▶ _Task instructions_:
Rewrite the section of the article on female sea turtle hatchlings from "Unlike humans, a" to "means less males.", swapping "hatchlings" for "baby turtles".

Selected excerpt Block Start

There were zero male loggerhead sea turtle hatchlings found at test beaches on Florida’s Atlantic and Gulf Coasts, according to a study by Dr. Jeanette Wyneken, a biological sciences professor at Florida Atlantic University.
The phenomenon is similar across other sea turtle species in the state as well. Leatherbacks and green sea turtles are also predominantly female.
The majority of sea turtles born along the coast of Florida have been female for over a dozen years, according to the report published in USA Today this week. This strange finding could be linked to climate change.
Unlike humans, a sea turtle’s gender is determined by the temperature of the sand around the eggs; and warmer sand typically means the hatchlings will be female. Therefore, hotter temperatures means less males.
What’s more, is that this problem has been observed in states up north as well. In fact, Wyneken found more males located in Florida than in the states up north.
This female phenomenon has been observed by researchers in Australia, too. In a recent study, scientists found that in a major nesting area 99.1 percent of juvenile sea turtles and 86.8 percent of the entire population were female.
Climate change could also be responsible for the decrease in how many hatchlings are able to make to emerge from their nests. This is because the hot, dry sand makes the belaboring process much more difficult.
While Wyneken reported that shading or watering turtles’ nests is a favorable short term solution, she told USA Today that “we’ve got to keep the world from getting hotter.”

Selected excerpt Block End
Given information Block Start

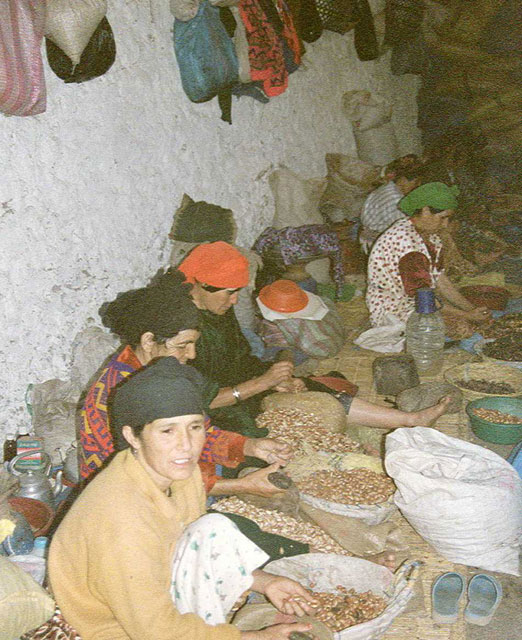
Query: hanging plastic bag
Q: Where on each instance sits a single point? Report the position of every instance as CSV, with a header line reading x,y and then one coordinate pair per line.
x,y
463,499
205,53
71,23
386,339
22,82
96,59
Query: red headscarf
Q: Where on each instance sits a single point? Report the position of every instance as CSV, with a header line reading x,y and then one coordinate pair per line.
x,y
217,264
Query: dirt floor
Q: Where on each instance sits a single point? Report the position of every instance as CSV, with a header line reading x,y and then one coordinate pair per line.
x,y
415,622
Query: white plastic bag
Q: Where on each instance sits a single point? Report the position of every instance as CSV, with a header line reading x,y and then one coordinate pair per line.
x,y
463,499
386,339
326,571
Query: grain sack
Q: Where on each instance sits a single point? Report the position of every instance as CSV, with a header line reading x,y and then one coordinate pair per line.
x,y
330,411
464,500
71,23
370,115
349,182
22,82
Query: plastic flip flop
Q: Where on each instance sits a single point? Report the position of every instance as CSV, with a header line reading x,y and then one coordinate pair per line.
x,y
484,596
446,593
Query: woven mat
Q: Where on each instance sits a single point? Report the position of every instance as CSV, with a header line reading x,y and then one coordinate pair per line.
x,y
356,364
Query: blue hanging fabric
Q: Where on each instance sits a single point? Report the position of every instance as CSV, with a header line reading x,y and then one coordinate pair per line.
x,y
205,53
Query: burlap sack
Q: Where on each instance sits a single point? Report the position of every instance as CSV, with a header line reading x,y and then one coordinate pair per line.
x,y
70,24
323,405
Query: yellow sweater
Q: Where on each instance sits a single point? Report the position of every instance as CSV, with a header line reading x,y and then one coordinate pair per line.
x,y
110,559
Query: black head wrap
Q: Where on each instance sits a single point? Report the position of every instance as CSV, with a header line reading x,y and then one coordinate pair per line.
x,y
164,308
164,389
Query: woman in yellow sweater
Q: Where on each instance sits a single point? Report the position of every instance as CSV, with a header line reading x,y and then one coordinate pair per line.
x,y
135,558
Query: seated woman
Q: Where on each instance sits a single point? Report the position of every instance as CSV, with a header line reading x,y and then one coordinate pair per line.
x,y
408,256
217,271
154,322
135,557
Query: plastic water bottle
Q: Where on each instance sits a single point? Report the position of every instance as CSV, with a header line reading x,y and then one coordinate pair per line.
x,y
425,332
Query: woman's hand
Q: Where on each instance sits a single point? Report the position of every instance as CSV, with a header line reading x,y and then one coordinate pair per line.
x,y
269,450
287,595
258,484
294,385
479,314
278,373
276,631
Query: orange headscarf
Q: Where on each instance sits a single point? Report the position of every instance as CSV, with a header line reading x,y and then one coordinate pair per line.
x,y
218,264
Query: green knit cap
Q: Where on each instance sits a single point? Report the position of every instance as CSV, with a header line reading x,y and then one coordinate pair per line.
x,y
433,194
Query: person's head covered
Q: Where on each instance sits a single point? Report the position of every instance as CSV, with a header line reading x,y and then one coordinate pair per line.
x,y
217,264
159,412
217,271
435,195
161,311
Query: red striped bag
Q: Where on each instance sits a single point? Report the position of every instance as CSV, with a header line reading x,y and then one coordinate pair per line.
x,y
22,82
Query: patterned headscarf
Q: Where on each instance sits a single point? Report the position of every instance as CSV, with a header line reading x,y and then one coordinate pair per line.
x,y
433,194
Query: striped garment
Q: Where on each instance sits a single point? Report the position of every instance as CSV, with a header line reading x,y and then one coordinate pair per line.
x,y
22,81
96,445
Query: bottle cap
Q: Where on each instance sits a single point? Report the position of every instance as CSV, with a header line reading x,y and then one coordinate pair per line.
x,y
425,301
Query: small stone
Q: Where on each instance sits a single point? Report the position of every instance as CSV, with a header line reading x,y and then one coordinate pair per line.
x,y
427,394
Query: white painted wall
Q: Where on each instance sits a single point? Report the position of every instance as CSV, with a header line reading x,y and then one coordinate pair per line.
x,y
88,188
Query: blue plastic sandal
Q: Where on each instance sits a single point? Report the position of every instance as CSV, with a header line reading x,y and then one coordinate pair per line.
x,y
484,596
446,593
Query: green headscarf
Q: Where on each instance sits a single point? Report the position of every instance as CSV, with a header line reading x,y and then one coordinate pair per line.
x,y
433,194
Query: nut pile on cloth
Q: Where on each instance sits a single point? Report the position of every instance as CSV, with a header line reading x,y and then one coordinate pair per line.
x,y
281,524
357,486
346,608
296,427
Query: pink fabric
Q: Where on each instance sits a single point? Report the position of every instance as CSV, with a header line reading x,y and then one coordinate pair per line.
x,y
22,82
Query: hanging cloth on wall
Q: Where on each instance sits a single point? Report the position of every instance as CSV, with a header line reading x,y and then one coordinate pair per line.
x,y
22,82
338,15
96,59
205,53
71,23
274,46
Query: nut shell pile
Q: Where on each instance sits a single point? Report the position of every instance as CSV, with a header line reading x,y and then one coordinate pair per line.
x,y
295,427
282,525
492,415
357,486
346,608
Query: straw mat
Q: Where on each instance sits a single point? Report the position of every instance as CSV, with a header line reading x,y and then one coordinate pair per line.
x,y
356,364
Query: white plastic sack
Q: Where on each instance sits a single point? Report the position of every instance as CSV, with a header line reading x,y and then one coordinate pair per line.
x,y
326,571
71,23
370,114
386,339
463,499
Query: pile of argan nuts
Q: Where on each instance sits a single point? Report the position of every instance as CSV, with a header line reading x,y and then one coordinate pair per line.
x,y
345,608
357,486
295,426
492,415
283,525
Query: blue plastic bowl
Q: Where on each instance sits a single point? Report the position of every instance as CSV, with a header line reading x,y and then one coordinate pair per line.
x,y
496,432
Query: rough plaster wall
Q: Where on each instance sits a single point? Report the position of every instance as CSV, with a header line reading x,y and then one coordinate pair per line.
x,y
89,187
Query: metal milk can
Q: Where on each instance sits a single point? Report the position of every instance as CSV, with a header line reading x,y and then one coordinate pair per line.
x,y
35,483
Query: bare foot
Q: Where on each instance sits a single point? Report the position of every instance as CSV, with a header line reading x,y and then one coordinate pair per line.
x,y
386,559
427,417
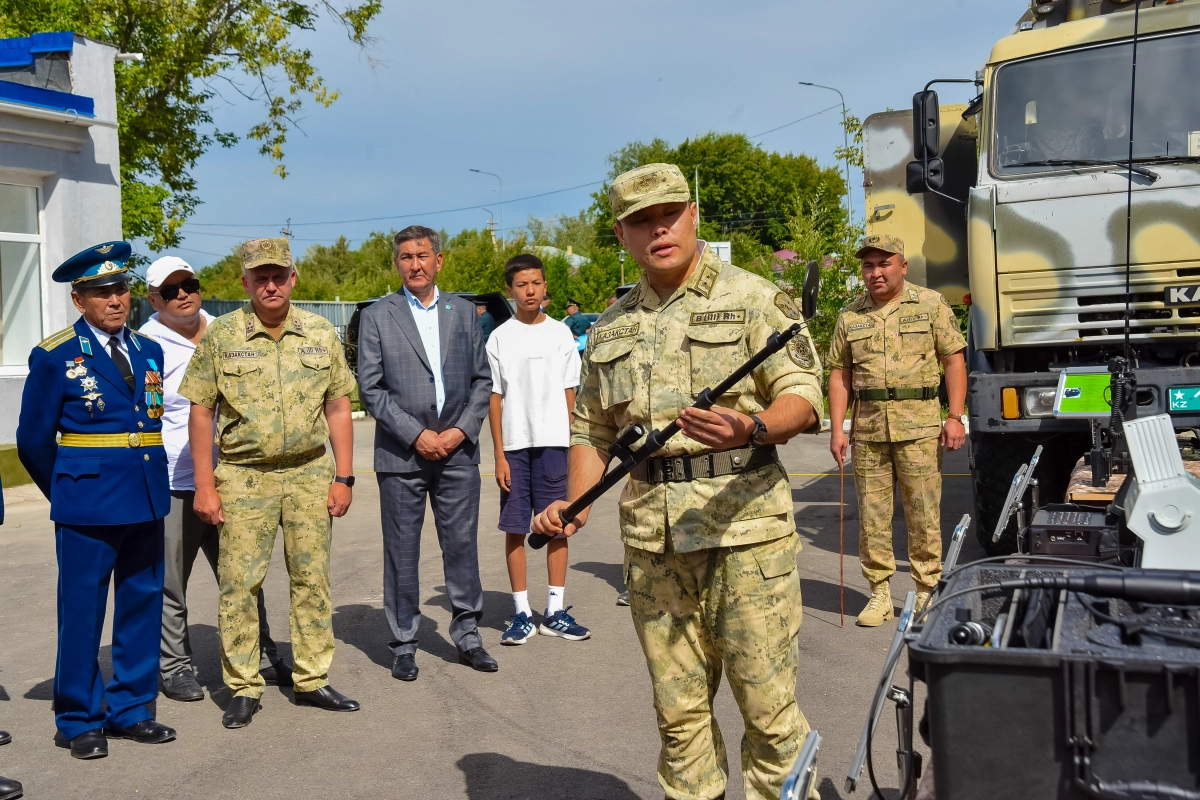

Given information Block End

▶ _Exercise result_:
Unlike humans, a sea turtle’s gender is determined by the temperature of the sand around the eggs; and warmer sand typically means the baby turtles will be female. Therefore, hotter temperatures means less males.